Task details: Collect every line of the listing below that contains the word "orange".

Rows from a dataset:
###

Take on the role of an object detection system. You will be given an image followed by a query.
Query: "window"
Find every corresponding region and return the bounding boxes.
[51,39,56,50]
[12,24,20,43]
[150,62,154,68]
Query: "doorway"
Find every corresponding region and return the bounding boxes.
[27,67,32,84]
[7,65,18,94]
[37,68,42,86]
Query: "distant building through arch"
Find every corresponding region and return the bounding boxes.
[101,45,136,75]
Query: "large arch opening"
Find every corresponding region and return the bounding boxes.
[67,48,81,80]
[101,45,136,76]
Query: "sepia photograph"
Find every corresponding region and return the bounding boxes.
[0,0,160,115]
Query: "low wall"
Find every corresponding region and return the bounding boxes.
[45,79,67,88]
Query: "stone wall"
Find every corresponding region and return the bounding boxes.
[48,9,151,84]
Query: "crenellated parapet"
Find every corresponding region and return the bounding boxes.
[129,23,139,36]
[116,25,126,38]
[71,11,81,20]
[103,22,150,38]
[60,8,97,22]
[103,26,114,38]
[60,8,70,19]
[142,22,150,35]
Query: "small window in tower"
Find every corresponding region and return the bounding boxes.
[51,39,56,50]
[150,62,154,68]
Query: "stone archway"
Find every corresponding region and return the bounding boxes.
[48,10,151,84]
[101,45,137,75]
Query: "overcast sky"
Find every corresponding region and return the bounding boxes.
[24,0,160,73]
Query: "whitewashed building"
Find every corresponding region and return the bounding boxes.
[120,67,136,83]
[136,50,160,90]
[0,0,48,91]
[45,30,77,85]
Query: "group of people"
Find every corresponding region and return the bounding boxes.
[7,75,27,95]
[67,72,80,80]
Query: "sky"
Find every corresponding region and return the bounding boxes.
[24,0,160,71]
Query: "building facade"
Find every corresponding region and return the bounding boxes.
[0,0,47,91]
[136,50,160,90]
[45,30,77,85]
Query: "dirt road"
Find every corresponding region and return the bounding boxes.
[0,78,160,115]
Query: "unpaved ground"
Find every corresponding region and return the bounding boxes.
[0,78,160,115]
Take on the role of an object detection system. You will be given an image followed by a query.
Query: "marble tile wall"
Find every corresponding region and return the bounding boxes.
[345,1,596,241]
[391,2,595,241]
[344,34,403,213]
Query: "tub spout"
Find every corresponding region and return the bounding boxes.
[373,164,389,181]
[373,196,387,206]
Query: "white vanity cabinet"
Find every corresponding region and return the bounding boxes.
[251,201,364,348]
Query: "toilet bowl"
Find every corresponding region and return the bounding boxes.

###

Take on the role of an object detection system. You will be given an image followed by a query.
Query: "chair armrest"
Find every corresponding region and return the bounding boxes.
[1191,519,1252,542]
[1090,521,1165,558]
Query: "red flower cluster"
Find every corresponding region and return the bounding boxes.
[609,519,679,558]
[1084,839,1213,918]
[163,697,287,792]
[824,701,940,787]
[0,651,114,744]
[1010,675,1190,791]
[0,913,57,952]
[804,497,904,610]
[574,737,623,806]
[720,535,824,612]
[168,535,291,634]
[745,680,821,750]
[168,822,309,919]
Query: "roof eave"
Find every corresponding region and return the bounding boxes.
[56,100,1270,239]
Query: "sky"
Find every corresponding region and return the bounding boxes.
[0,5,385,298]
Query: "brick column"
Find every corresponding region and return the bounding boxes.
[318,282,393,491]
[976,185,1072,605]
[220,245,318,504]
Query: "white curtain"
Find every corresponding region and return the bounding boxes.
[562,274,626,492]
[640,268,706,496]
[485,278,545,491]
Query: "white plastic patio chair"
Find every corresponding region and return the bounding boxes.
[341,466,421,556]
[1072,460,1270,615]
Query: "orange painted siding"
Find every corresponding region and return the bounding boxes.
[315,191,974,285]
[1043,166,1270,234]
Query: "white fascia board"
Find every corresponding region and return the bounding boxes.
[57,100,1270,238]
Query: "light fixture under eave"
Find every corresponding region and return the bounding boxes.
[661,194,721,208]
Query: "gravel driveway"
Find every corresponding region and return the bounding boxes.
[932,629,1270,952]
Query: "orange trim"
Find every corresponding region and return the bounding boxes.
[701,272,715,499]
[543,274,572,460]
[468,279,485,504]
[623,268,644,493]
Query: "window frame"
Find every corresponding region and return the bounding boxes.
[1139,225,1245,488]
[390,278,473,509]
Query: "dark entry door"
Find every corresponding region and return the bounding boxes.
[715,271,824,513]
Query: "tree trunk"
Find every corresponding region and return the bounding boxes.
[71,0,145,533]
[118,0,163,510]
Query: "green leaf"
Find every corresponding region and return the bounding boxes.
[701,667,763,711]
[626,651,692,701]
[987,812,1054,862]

###

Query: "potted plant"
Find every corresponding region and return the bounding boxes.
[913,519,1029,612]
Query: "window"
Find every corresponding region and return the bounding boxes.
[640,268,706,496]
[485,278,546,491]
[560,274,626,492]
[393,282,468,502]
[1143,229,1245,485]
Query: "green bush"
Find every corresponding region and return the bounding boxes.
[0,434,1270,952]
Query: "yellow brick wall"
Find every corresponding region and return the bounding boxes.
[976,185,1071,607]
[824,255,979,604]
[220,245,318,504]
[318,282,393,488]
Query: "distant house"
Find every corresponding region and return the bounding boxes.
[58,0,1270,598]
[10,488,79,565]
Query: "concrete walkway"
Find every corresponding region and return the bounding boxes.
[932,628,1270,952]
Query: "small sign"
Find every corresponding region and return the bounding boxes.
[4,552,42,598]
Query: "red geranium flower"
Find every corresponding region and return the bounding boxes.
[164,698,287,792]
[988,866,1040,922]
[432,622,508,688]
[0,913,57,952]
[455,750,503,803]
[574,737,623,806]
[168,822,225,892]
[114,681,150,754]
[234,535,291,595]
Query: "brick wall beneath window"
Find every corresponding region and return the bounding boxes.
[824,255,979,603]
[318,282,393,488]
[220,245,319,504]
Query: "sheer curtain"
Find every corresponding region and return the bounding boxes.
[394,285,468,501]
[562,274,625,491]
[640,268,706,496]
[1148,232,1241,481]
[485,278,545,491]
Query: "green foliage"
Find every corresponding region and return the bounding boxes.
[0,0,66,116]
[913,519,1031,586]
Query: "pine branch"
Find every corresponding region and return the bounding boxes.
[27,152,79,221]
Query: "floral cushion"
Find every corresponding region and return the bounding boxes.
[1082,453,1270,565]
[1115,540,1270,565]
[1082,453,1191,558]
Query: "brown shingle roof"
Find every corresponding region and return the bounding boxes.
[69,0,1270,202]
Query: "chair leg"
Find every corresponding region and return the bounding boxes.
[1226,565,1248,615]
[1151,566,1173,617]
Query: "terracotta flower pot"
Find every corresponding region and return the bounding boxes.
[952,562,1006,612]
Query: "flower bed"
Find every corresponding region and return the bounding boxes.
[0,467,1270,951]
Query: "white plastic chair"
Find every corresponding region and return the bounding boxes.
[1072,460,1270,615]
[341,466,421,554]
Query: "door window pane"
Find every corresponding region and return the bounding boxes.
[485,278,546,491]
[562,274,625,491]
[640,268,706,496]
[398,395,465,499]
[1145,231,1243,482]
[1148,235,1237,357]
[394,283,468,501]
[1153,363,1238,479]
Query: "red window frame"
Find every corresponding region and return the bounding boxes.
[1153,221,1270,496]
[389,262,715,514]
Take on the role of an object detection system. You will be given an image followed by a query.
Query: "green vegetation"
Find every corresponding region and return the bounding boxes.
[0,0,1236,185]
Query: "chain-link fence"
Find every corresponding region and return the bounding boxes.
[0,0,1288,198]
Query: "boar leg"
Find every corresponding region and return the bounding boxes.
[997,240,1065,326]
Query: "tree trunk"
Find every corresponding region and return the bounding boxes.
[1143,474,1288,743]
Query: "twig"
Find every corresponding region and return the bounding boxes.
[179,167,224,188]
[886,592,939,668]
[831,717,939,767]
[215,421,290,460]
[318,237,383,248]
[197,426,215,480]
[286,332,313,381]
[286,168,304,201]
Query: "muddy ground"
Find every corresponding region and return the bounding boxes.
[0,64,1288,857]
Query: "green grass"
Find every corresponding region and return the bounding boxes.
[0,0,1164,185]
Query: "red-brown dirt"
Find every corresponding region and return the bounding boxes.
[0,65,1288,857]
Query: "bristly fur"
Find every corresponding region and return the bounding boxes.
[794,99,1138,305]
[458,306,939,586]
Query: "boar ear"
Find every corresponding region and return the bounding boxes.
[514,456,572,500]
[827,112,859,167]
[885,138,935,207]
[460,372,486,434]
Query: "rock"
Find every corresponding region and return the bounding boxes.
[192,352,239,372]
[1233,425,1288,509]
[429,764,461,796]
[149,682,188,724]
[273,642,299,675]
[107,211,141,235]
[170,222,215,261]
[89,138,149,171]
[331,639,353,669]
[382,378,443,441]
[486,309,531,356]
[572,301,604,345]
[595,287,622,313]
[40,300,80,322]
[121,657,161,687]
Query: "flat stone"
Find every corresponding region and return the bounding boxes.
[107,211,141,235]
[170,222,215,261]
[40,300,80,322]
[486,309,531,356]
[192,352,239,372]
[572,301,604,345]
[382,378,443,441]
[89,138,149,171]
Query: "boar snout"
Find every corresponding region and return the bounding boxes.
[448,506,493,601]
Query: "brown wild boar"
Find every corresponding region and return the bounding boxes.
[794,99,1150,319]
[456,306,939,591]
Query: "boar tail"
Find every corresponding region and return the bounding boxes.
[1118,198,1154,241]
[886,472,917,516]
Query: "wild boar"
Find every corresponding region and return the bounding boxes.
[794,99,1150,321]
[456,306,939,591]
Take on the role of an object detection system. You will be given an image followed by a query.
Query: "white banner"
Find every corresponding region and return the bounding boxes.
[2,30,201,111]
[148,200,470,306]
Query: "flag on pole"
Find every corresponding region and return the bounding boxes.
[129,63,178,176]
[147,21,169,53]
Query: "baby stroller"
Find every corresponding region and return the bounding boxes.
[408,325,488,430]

###

Solution:
Query: "orange painted siding"
Query: "orange trim"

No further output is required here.